* begin *

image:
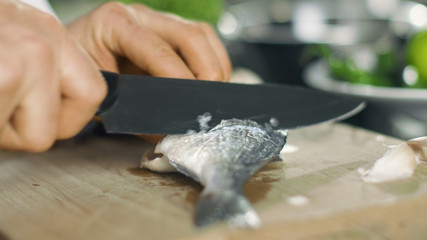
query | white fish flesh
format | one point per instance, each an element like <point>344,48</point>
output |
<point>222,160</point>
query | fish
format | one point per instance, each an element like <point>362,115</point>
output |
<point>222,159</point>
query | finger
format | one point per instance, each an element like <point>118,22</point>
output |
<point>126,37</point>
<point>151,53</point>
<point>33,125</point>
<point>187,38</point>
<point>220,50</point>
<point>83,90</point>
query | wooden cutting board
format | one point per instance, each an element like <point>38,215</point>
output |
<point>93,189</point>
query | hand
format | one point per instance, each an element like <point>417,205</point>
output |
<point>49,87</point>
<point>159,44</point>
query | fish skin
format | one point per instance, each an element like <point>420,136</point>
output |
<point>222,159</point>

* end *

Can you copy every one of the lines above verbatim, leaving the picture out?

### SOLVED EXERCISE
image:
query | white fish flesh
format | one point per instance, each an element like <point>344,48</point>
output |
<point>222,160</point>
query | fish
format | one point per instance, each an element like <point>362,115</point>
output |
<point>222,159</point>
query | finger
format | one point per instance, each an element like <point>118,22</point>
output |
<point>126,37</point>
<point>151,53</point>
<point>33,125</point>
<point>187,38</point>
<point>220,50</point>
<point>83,90</point>
query | wooden cutting board
format | one point per instance, each an element like <point>38,215</point>
output |
<point>93,189</point>
query | hand
format | one point per instance, each an element like <point>417,205</point>
output |
<point>49,87</point>
<point>159,44</point>
query | fish skin
format | one point per instance, each an element like <point>420,136</point>
output |
<point>222,159</point>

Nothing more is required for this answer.